(Beginning of Data in this exercise)
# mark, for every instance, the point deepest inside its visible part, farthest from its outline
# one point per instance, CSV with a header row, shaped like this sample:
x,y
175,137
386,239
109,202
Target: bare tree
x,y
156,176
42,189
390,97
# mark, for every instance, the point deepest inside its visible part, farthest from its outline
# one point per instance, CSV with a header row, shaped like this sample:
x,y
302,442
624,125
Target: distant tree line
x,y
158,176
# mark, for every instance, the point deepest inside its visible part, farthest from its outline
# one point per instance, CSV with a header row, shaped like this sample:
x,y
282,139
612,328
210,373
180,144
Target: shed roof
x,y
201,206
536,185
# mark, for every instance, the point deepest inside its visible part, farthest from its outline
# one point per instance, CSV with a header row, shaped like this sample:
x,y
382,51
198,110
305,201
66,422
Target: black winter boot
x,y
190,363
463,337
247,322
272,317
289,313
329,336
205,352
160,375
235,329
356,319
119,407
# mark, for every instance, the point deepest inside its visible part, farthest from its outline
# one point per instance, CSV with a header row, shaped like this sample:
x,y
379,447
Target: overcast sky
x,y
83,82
(End of Data in this exercise)
### Task goal
Print the records above exactly as they appear.

### Output
# mark, for every instance, the point deepest inside its visible part, farthest from its outline
# one point per instance, CSV with a header row, shaped like this sample:
x,y
175,137
386,239
109,202
Target: bare tree
x,y
156,176
42,189
390,97
# mark, for every instance, the point deepest inside its visible part, farthest from its outline
# one point per instance, CSV with a header row, shaped like this sample:
x,y
302,442
624,125
Target: distant tree line
x,y
158,176
# mark, for every instance, the point deepest inside its visible part, farthest from its outline
# one point per instance, CSV with a header row, shaped like this sample:
x,y
282,139
612,328
210,373
180,144
Target: shed roof
x,y
201,206
536,185
# mark, for every instance, the point deepest inside its visible part, farthest from its outline
# one point per instance, CSV with a header row, shaped like this sample:
x,y
382,51
198,110
305,201
66,422
Target: black winter boot
x,y
190,363
463,337
247,322
272,317
289,313
329,336
205,352
160,375
235,329
356,319
119,407
# mark, for every instance, the point deepest inside its visible part, farthest from its outline
# one point per instance, CSV with a header row, shaped like this sample:
x,y
379,447
Target: overcast sky
x,y
83,82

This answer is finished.